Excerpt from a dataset
....

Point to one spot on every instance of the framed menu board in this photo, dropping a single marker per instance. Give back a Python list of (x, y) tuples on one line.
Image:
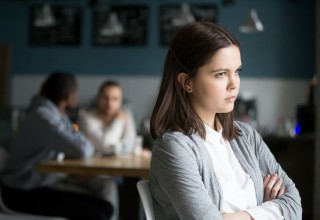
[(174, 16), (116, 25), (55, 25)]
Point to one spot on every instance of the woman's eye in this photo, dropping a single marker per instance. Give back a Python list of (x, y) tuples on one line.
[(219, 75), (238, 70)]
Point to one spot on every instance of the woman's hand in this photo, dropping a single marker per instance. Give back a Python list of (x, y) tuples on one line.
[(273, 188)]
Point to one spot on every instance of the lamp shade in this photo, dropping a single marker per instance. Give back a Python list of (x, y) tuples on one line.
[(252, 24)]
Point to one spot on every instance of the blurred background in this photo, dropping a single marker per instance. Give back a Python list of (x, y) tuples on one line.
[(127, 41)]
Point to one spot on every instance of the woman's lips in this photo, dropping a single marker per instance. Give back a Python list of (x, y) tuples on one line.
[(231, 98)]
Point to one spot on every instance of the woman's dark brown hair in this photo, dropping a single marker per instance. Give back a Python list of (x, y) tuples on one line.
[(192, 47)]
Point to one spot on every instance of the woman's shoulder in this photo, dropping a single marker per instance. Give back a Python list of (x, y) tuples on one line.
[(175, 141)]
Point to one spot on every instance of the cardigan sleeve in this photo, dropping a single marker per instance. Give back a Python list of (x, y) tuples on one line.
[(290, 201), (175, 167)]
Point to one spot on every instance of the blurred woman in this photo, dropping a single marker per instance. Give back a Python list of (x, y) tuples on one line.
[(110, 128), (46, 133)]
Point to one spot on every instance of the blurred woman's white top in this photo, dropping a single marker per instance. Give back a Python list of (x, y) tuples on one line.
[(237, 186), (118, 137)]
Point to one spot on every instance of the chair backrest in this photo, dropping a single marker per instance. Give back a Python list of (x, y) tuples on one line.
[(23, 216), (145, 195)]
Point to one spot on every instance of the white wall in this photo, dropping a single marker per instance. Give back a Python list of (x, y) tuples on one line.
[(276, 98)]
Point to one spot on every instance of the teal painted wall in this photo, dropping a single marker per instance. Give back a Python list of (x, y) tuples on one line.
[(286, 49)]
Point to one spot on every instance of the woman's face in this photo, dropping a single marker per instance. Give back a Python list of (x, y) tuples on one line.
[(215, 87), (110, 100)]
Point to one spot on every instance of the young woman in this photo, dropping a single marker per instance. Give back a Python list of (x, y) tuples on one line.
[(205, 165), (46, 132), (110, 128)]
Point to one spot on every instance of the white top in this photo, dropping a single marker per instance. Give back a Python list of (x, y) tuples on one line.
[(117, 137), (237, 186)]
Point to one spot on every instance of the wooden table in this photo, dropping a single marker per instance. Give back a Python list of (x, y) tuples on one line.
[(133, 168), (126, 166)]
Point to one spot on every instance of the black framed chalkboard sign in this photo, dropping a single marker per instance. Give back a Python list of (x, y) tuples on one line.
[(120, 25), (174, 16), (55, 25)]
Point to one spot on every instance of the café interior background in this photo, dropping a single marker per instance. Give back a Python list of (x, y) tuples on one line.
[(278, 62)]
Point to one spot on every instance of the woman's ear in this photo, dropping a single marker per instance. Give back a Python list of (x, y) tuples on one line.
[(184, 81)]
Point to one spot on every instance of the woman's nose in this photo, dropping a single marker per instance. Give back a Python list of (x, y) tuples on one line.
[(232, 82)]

....

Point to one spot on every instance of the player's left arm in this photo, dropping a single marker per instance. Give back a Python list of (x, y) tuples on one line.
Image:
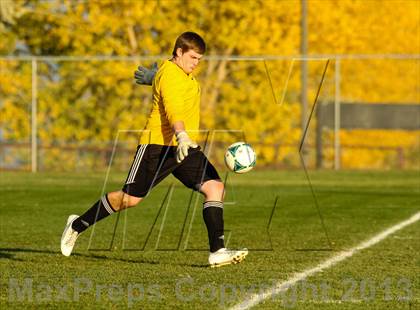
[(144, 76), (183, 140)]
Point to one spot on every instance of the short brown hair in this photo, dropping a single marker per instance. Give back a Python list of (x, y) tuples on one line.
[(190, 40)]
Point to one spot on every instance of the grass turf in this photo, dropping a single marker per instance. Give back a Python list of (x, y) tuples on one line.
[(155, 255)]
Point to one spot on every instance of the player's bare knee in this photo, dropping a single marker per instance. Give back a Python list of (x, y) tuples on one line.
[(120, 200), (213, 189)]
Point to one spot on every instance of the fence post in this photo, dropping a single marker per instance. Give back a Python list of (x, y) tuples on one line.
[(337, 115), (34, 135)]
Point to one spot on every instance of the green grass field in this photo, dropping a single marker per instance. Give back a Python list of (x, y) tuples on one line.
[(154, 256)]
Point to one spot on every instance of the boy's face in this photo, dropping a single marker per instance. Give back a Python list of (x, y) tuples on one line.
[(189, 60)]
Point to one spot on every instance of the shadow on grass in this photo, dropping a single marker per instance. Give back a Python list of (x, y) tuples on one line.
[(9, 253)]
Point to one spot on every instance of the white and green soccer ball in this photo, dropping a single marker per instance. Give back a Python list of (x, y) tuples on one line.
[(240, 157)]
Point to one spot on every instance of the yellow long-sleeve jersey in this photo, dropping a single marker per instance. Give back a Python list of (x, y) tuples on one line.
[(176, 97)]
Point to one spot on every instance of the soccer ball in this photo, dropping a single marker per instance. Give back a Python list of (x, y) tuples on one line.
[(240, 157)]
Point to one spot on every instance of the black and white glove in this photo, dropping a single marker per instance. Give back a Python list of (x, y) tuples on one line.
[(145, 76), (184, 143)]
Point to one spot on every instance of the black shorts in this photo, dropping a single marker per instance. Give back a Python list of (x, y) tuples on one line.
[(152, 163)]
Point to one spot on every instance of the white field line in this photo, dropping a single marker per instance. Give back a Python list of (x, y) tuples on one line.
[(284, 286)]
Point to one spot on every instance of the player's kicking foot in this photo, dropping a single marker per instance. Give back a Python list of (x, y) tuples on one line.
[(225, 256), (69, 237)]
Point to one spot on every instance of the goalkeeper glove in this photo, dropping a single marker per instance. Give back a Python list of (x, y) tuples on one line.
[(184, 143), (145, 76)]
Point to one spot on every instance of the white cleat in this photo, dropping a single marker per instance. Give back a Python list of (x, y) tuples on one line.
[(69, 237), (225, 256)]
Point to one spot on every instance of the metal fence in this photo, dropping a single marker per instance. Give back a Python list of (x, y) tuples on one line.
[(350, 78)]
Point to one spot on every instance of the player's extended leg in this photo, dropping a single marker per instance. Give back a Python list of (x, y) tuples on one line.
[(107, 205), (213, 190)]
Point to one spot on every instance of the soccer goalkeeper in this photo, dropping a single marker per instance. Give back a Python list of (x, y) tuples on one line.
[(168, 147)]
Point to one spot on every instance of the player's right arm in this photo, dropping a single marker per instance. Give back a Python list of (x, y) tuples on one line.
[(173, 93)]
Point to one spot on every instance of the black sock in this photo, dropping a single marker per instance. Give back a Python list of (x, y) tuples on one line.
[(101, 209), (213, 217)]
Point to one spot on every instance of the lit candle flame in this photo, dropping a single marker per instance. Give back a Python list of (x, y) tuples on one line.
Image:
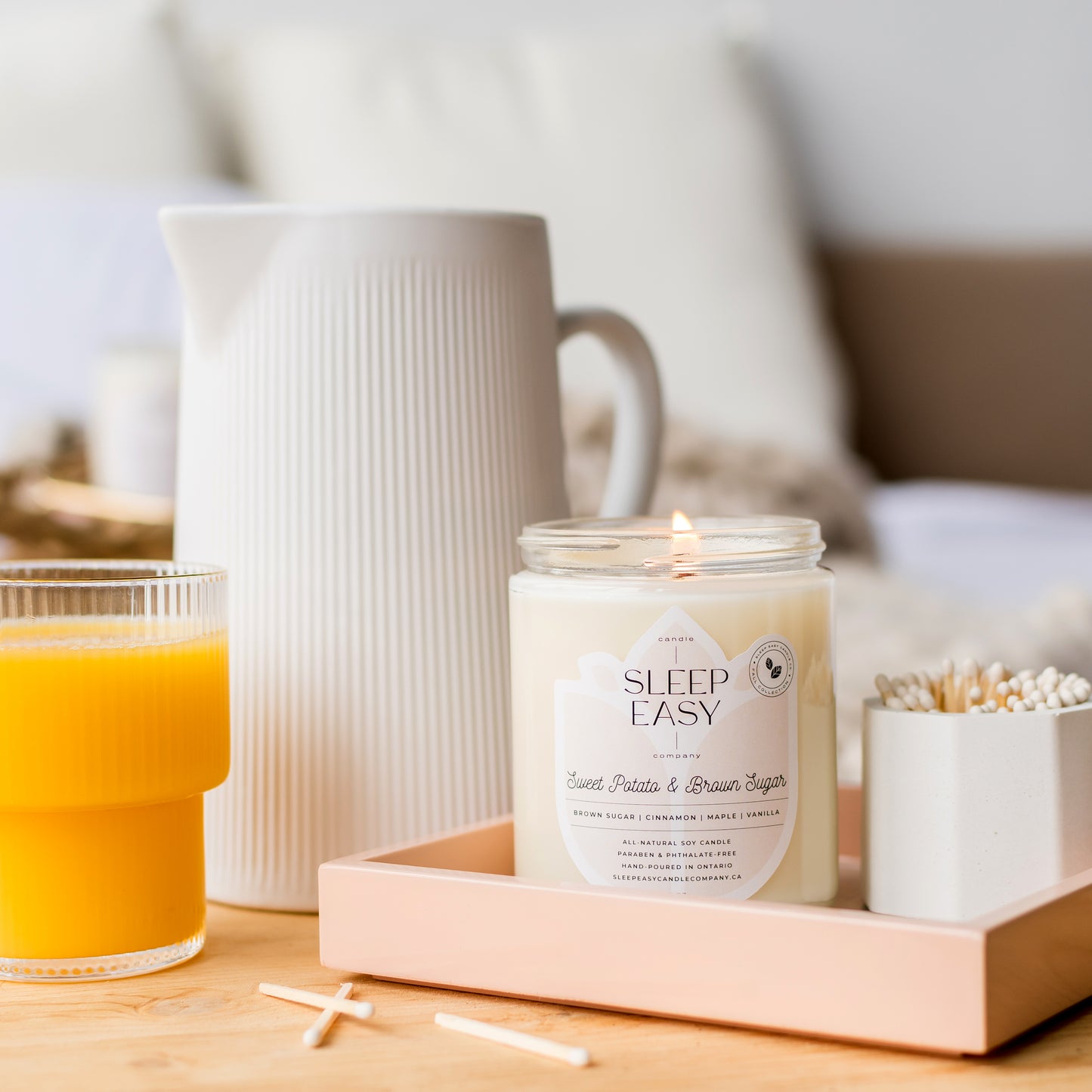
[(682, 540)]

....

Task to complete
Please put the lines of the material from the one containing "Point to one spot on every instance of the woman's face" through the one containing "[(215, 87), (110, 100)]", both included, into a JSON list of strings with one string per line and blank lines left out.

Answer for this exercise
[
  "Point to one spot on every instance of the woman's face in this photo, dropping a single marker per instance. Give back a Python list of (x, y) tuples on one line.",
  "[(215, 87), (110, 100)]"
]